▶ Extrahierter Text:
★ ★ ★ ★ ★ ★ ★
Ein Rundgang über den Friedhof, der 1820 eingeweiht wurde, ist wie ein Museumsbesuch: Tausende von Gräbern, ein Meer von Kreuzen, Denkmälern, Engelsfiguren, Ornamenten und Grabplatten mit Bildern der Verstorbenen. 180 000 Menschen haben hier nach den Zahlen des städtischen Bestattungsunternehmens EFM ihre letzte Ruhe gefunden.

„Generell ist der Friedhof ein angenehmer Ort, wie ein Skulpturengarten“, heißt es in einem kürzlich – auf Katalanisch – erschienenen Buch über den bislang bei Touristen nur wenig bekannten Ort. Auch der Inselrat empfiehlt den Zentralfriedhof als Teil einer Besichtigungstour. Zu den Erbauern der Mausoleen gehört der Architekt Gazpar Bennàzar. Er wurde berühmt unter anderem wegen seines Entwurfs für die berühmte Stierkampfarena von Palma, von wo aus das ZDF regelmäßig Thomas Gottschalks „Wetten, dass ...?“-Sommersendung überträgt. Ebenso geben diverse Werke des Gaudí-Schülers Tomàs Vila Beispiele für die unterschiedlichen Bauepochen von Neo-Gotik über Neo-Barock bis zum Jugendstil.

Vor manch einem Totenhaus bleiben Besucher besonders staunend stehen: Mehr als 500 Quadratmeter groß ist zum Beispiel das Mausoleum der mallorquinischen Bankiersfamilie March, einer der zehn reichsten Familien der Welt. In einem futuristisch wirkenden Monument wurde der Bruder von Diktator Franco, Ramón Franco, begraben. Er starb 1938 beim Absturz seines Wasserflugzeugs. Daneben steht ein Denkmal für die im spanischen Bürgerkrieg gefallenen italienischen Soldaten.
★ ★ ★ ★ ★ ★ ★
▶ Datensätze:
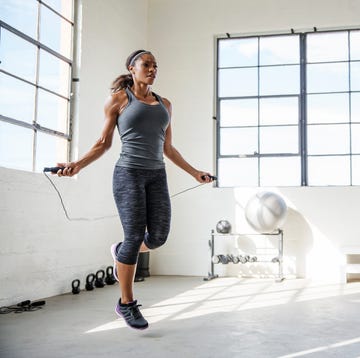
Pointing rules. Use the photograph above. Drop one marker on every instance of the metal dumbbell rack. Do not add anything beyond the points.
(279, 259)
★ ★ ★ ★ ★ ★ ★
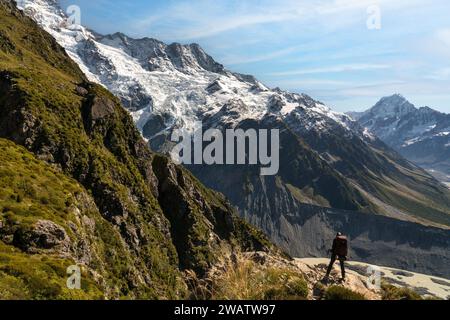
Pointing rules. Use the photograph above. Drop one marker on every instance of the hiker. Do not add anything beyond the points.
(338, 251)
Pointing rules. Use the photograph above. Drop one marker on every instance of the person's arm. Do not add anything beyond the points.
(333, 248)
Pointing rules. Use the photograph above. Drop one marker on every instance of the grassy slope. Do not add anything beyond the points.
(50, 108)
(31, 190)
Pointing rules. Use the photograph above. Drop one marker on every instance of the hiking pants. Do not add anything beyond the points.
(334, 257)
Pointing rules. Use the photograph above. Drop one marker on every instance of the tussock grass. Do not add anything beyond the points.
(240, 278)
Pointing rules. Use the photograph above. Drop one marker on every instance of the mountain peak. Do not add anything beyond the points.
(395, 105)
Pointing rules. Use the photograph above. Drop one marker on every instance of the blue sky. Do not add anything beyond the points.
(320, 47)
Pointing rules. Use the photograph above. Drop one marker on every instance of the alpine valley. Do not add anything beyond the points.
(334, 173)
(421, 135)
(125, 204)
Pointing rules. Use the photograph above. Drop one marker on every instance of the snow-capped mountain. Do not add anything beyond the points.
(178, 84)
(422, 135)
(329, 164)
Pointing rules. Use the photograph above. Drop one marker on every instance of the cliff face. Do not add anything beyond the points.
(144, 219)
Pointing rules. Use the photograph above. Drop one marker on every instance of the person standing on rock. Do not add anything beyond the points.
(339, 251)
★ ★ ★ ★ ★ ★ ★
▶ Gestellte Aufgaben:
#1 Schreiben Sie aus dem Text über den Zentralfriedhof die Passage von „Ein Rundgang über“ bis „letzte Ruhe gefunden.“ wortgetreu ab.
#2 Übersetzen Sie den Satz „Auch der Inselrat empfiehlt den Zentralfriedhof als Teil einer Besichtigungstour.“ aus dem Text über den Zentralfriedhof ins Englische.
#3 Nennen Sie alles, was der Text über den Zentralfriedhof im „Meer“ aufzählt, das man bei einem Rundgang sieht.

▶ Antworten je Aufgabe:
#1
Ein Rundgang über den Friedhof, der 1820 eingeweiht wurde, ist wie ein Museumsbesuch: Tausende von Gräbern, ein Meer von Kreuzen, Denkmälern, Engelsfiguren, Ornamenten und Grabplatten mit Bildern der Verstorbenen. 180 000 Menschen haben hier nach den Zahlen des städtischen Bestattungsunternehmens EFM ihre letzte Ruhe gefunden.

#2 The island council also recommends the Central Cemetery as part of a sightseeing tour.

#3 Kreuze, Denkmäler, Engelsfiguren, Ornamente, Grabplatten mit Bildern der Verstorbenen